#### [Exercise]
Rewrite every line of the items from the line containing "task: draw the outline of each instance of the dirt" through the end of the items, keeping every line. Multiply each coordinate in the masks by 1.75 and round the result to a whole number, with halves rounded up.

#### [Materials provided]
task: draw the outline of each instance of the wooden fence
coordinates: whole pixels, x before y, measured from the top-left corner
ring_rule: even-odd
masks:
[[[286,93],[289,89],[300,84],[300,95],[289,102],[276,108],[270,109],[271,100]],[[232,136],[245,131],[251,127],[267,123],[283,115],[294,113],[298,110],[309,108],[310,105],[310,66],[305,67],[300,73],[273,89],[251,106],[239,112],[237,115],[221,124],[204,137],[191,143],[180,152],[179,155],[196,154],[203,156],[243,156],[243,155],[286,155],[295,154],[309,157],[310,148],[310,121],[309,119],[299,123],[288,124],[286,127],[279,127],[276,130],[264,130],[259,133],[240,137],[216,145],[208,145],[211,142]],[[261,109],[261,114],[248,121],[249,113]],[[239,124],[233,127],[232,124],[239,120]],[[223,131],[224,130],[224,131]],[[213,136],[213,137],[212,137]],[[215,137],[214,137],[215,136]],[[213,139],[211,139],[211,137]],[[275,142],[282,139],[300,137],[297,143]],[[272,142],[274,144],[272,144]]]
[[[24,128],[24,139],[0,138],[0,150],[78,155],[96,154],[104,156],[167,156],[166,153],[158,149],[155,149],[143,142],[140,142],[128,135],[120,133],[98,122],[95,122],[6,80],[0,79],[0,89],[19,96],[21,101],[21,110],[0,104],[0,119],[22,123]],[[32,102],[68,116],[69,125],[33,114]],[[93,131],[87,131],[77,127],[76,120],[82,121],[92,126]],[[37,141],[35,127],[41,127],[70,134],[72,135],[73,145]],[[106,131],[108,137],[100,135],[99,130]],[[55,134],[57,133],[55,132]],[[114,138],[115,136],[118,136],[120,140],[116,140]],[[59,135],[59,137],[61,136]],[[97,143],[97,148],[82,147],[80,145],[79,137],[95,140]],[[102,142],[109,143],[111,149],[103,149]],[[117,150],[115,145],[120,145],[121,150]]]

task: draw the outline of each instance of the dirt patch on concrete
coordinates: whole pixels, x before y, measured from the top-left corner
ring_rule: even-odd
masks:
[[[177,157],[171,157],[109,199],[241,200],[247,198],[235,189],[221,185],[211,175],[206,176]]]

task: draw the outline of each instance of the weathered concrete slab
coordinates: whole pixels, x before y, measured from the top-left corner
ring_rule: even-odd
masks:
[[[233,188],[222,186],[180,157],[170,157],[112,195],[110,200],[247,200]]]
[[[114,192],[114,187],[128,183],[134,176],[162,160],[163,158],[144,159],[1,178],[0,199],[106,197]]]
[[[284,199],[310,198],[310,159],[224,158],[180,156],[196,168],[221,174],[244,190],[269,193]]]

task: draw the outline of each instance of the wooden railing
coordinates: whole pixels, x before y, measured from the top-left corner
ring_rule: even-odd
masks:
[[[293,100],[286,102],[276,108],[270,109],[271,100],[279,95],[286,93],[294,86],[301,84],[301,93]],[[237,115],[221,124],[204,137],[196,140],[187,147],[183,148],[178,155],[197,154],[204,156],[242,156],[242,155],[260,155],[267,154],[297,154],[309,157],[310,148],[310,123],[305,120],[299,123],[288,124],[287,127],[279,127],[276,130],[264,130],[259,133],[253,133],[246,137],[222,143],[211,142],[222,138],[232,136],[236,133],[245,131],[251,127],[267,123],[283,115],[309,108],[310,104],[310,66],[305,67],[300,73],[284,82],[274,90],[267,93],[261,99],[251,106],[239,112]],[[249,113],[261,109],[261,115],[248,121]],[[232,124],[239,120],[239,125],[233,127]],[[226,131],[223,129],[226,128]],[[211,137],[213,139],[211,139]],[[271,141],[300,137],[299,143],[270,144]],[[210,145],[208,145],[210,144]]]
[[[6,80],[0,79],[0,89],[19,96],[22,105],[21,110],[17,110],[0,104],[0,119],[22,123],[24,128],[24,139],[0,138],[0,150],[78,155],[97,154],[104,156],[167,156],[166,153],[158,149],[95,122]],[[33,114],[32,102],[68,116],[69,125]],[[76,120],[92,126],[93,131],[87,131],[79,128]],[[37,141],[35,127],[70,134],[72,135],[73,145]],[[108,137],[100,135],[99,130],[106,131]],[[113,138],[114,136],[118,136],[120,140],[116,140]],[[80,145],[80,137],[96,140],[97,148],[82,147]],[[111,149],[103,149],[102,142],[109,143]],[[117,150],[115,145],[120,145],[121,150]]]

#### [In response]
task: draw the outline of each instance of the dirt patch on concrete
coordinates: whole pixels, x before y, measured from the top-left corner
ring_rule: even-odd
masks:
[[[310,275],[299,275],[191,348],[422,350],[432,347],[411,331],[387,324],[369,306],[361,308]]]

task: draw the outline of each instance of the weathered concrete slab
coordinates: whole pixels, x before y, measured from the top-left corner
ring_rule: even-odd
masks:
[[[408,329],[389,326],[315,275],[298,275],[196,341],[193,350],[432,350]]]
[[[200,336],[200,327],[224,320],[235,308],[284,280],[285,277],[252,278],[2,312],[0,348],[186,345]]]
[[[497,348],[543,347],[543,278],[392,277],[315,273],[343,294],[387,305],[427,333],[471,338]]]

task: draw the outline of each instance of the wooden railing
coordinates: whole pixels, x before y, measured from the top-left corner
ring_rule: even-odd
masks:
[[[513,175],[501,179],[483,189],[473,191],[474,175],[488,166],[501,163],[515,151],[527,147],[527,163]],[[415,201],[387,217],[357,240],[343,245],[327,257],[320,259],[312,271],[345,270],[357,273],[424,273],[424,271],[455,271],[467,270],[520,270],[541,275],[543,259],[543,215],[534,210],[523,215],[504,217],[502,222],[488,222],[483,228],[462,228],[453,233],[443,233],[431,240],[389,250],[369,249],[389,242],[406,238],[413,233],[429,229],[439,222],[467,215],[495,201],[541,189],[543,182],[543,116],[534,117],[525,128],[497,144],[480,158],[467,163],[457,173],[439,186],[418,196]],[[436,198],[457,191],[457,201],[434,212]],[[406,217],[418,210],[418,219],[408,222]],[[396,229],[390,226],[396,224]],[[369,240],[373,243],[369,243]],[[474,247],[525,240],[523,250],[473,252]],[[368,254],[364,254],[368,252]]]
[[[11,140],[0,138],[0,156],[33,168],[39,184],[37,193],[30,193],[0,182],[0,208],[39,215],[42,224],[42,243],[0,242],[0,263],[137,271],[170,270],[182,273],[292,273],[291,268],[277,261],[166,214]],[[58,200],[56,179],[119,203],[121,219]],[[133,210],[161,221],[163,229],[152,229],[138,224]],[[65,247],[61,222],[123,235],[126,236],[128,254]],[[189,240],[175,236],[173,228],[186,229]],[[198,242],[200,238],[207,238],[210,245],[203,245]],[[140,254],[140,240],[168,245],[170,259],[144,257]],[[194,261],[180,261],[179,249],[191,250]],[[205,263],[201,254],[210,254],[212,263]]]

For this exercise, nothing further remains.